* [Tugas Latihan]
A. Dalam teks tentang Teh Talua, apa nama lain minuman Teh Talua?
B. Sebutkan semua bahan yang menurut teks tentang Teh Talua dicampurkan ke dalam teh.
C. Ringkas teks tentang Teh Talua dalam dua kalimat.

Teh Talua, Minuman Amis Penuh Gizi

Jangan anda menyangka, bahwa teh hanya dapat dicapur dengan gula dan susu untuk dijadikan minuman. Dan itu menjadi mayoritas bagi masyarakat, khususnya di Pontianak. Tidak pernah terpikir kan kalau ada minuman baru di telinga kita yang bahannya juga dari teh?

Oleh Ubay KPI

Teh Talua menjadi minuman khas di bagian barat Indonesia. Di  Riau minuman ini sangat banyak diminati masyarakat. FOTO: Ubay KPI
Di Riau dan daerah yang dekat dengan kota itu, ternyata teh tak hanya dicampur dengan dua bahan di atas. Tapi teh juga dipola dicampur dengan kuning telur dan susu yang juga dijadikan menuan saji di warung-warung kopi di Kota Riau. Teh Talua atau teh telur. Sebuah minuman khas yang tak hanya sekedar untuk santai, namun minuman ini penuh dengan gizi.
Malam ke empat dalam agenda melakukan liputan Pekan Olahraga Nasional ke-18 di “Bumi Melayu lancing Kuning” Pekanbaru, Riau. Saya diajak rekan yang dulu pernah menjadi Ketua PW IPNU Riau. Rayhan berjalan-jalan sekedar keliling sebagian sudut Kota Pekanbaru Riau.

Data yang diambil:
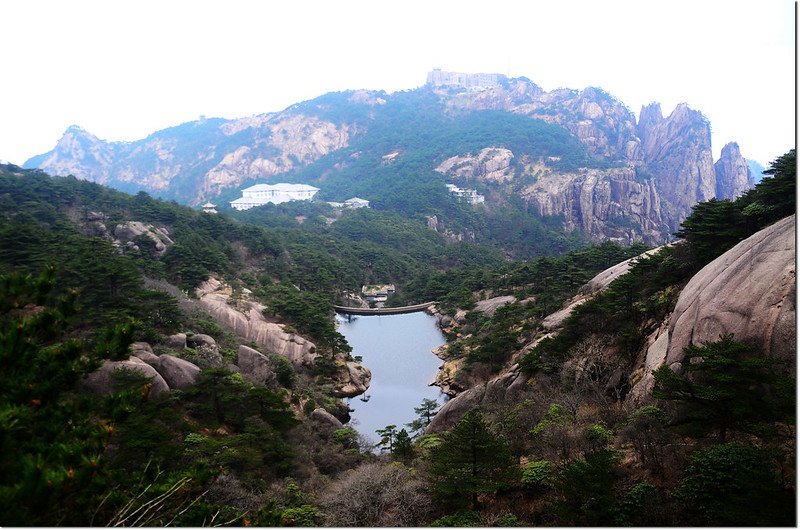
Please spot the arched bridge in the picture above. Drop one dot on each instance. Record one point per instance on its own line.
(383, 310)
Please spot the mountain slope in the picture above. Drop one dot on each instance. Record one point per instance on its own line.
(578, 157)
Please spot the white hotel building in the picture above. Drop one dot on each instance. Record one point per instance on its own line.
(261, 194)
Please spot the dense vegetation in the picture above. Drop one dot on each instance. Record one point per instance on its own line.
(715, 446)
(416, 126)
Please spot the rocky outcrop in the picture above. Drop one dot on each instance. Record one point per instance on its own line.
(613, 204)
(177, 373)
(248, 322)
(353, 380)
(246, 319)
(126, 232)
(491, 164)
(255, 366)
(104, 381)
(489, 306)
(78, 153)
(326, 418)
(288, 141)
(732, 173)
(172, 163)
(144, 351)
(676, 151)
(749, 292)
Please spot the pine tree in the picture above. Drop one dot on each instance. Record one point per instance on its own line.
(470, 460)
(50, 443)
(726, 386)
(426, 411)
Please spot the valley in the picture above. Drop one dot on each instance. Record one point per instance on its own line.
(614, 324)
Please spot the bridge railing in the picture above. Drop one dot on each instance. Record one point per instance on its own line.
(382, 310)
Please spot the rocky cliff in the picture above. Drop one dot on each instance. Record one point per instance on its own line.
(195, 161)
(645, 175)
(749, 291)
(732, 172)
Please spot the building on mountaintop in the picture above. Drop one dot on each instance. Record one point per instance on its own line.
(464, 80)
(356, 202)
(261, 194)
(470, 196)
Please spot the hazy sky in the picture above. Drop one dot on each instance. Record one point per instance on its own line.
(123, 69)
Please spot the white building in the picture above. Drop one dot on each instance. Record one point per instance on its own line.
(261, 194)
(355, 202)
(471, 196)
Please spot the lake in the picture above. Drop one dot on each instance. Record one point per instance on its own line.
(397, 350)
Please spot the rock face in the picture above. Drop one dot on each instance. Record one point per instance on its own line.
(654, 171)
(230, 152)
(612, 204)
(127, 231)
(732, 172)
(102, 381)
(491, 164)
(246, 319)
(255, 366)
(677, 153)
(748, 291)
(248, 322)
(176, 372)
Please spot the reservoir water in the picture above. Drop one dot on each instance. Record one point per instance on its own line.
(397, 350)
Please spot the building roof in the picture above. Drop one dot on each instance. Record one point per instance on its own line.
(281, 187)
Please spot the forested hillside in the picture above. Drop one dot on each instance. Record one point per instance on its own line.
(128, 400)
(557, 169)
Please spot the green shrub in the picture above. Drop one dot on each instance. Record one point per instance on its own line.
(460, 519)
(538, 474)
(305, 515)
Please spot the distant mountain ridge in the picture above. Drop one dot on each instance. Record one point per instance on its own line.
(589, 163)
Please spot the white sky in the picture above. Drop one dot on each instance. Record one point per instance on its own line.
(123, 69)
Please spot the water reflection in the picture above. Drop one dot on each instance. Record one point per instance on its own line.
(397, 349)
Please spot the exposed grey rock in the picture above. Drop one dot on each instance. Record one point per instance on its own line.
(144, 351)
(323, 416)
(141, 346)
(178, 373)
(488, 307)
(677, 153)
(102, 382)
(177, 341)
(204, 351)
(605, 204)
(353, 380)
(131, 229)
(749, 291)
(501, 389)
(255, 366)
(200, 340)
(248, 322)
(732, 173)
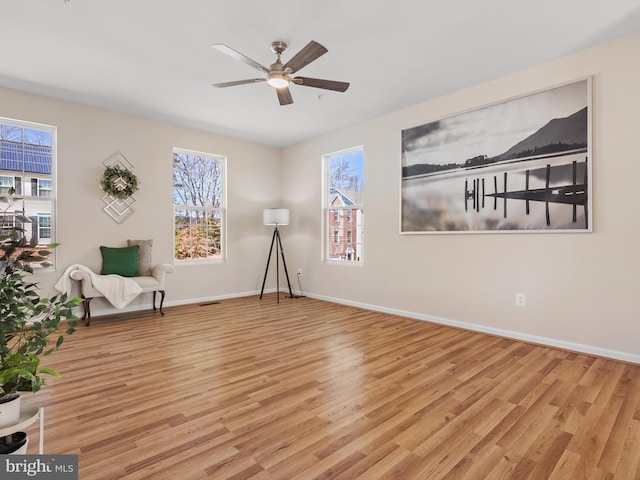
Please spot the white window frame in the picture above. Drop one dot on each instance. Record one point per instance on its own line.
(220, 211)
(30, 204)
(334, 216)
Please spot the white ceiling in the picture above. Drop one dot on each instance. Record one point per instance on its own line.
(153, 58)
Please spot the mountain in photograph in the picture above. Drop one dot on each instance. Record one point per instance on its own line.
(558, 135)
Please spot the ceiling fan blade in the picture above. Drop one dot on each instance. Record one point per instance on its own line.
(320, 83)
(238, 82)
(312, 51)
(221, 47)
(284, 96)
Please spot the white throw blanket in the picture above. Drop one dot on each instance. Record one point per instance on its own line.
(118, 290)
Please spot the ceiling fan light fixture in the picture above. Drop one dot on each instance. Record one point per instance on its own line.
(278, 80)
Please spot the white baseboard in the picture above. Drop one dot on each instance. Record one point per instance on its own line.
(550, 342)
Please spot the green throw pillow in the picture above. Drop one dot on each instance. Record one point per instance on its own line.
(121, 261)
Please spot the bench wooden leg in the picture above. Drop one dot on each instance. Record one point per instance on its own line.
(86, 303)
(161, 300)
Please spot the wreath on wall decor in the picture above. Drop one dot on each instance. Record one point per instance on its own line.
(119, 182)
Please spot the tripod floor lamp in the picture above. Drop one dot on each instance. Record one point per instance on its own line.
(276, 217)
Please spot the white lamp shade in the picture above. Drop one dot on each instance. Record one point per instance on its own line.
(275, 216)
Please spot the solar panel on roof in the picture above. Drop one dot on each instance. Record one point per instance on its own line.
(18, 157)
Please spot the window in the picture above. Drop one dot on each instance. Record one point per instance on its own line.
(43, 188)
(198, 205)
(6, 184)
(43, 224)
(27, 157)
(343, 205)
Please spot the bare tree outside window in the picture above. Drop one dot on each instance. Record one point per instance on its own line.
(344, 208)
(198, 199)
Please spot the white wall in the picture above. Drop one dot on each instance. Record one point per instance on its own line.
(581, 288)
(87, 136)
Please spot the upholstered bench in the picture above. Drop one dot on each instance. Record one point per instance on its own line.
(134, 264)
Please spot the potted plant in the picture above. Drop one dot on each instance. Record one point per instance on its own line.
(30, 326)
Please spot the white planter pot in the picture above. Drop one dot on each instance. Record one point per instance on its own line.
(23, 449)
(10, 412)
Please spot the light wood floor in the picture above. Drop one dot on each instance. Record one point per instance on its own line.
(304, 389)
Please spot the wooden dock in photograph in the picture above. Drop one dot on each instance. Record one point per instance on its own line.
(573, 193)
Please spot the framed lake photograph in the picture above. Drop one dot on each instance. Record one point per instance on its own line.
(522, 165)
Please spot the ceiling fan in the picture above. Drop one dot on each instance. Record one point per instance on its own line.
(279, 75)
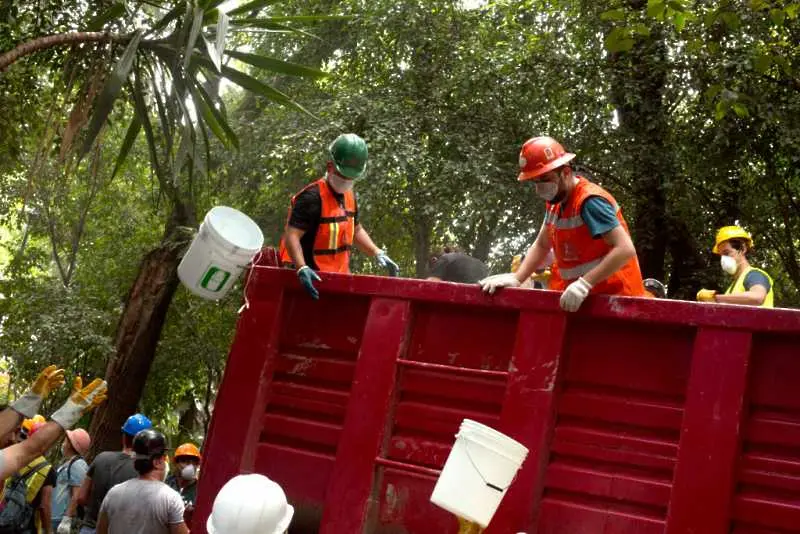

* [Jawaban Latihan]
A. Teh telur.

B. Gula, susu, dan kuning telur.

C. Kebanyakan orang, terutama di Pontianak, mencampur teh dengan gula dan susu saja, sedangkan di Riau teh juga dicampur dengan kuning telur dan susu menjadi Teh Talua atau teh telur. Minuman khas ini disajikan di warung-warung kopi dan tidak hanya untuk bersantai, tetapi juga penuh gizi.